:: Goal ::
Copy every one of the entries below word for word, but leave the pictures out of your copy.

:: Working data ::
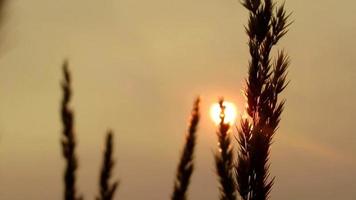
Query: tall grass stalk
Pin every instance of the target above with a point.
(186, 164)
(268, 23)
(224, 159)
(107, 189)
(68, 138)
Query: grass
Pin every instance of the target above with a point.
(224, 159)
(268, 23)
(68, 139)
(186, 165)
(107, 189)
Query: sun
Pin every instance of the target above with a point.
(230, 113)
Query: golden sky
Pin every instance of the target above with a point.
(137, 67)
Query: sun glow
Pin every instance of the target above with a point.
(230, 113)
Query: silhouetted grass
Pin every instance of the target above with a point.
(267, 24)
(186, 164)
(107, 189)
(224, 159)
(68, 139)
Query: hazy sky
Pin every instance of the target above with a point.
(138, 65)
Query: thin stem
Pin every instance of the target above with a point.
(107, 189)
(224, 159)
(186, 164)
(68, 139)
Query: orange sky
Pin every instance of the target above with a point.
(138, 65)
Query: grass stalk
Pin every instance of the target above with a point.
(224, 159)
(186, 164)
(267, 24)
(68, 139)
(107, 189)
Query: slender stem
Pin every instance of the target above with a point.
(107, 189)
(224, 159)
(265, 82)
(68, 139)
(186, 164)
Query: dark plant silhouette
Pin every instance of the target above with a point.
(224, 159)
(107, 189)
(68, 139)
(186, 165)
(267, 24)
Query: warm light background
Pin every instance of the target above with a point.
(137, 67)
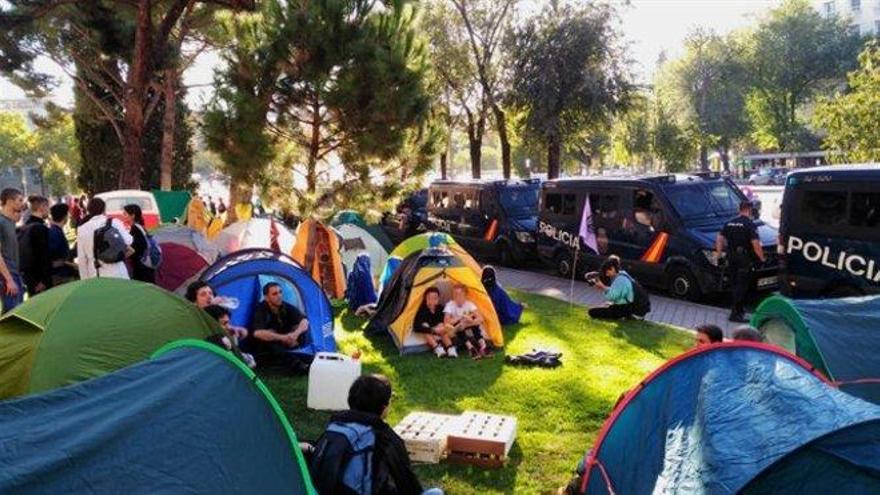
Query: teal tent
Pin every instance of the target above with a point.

:: Full output ::
Query: tall grass stalk
Pin every instance of the target above with a point.
(186, 164)
(268, 23)
(224, 159)
(107, 189)
(68, 138)
Query: grass
Pin every instance of the target above with a point.
(224, 159)
(268, 23)
(68, 139)
(186, 165)
(107, 189)
Query: sun
Pin every instance of the target above with a point.
(230, 113)
Query: golden sky
Pin every instance of the target above with a point.
(137, 67)
Query: sun glow
Pin every instance of the target above with a point.
(230, 113)
Query: silhouetted grass
Pin every instance of the target above with a point.
(267, 24)
(186, 164)
(107, 189)
(224, 159)
(68, 139)
Query: hazy sky
Pin every instance of the target above with a point.
(138, 65)
Query: thin stem
Pin every instance of the target above with a point.
(107, 189)
(224, 159)
(186, 164)
(68, 139)
Query: orange sky
Pin every instance of the target above with a point.
(138, 65)
Query: grass stalk
Pin every instance of the target above with a point.
(224, 159)
(186, 164)
(267, 24)
(68, 139)
(107, 189)
Query: slender stem
Pin every instance of the target above with a point.
(107, 189)
(224, 159)
(265, 82)
(68, 139)
(186, 164)
Query: dark plant silhouette
Pin every instance of the target above with a point.
(224, 159)
(107, 189)
(68, 139)
(186, 165)
(267, 24)
Query: warm light background
Pin every instance of the target above with a point.
(137, 67)
Query: teal tent
Pin every instance of the target above with a point.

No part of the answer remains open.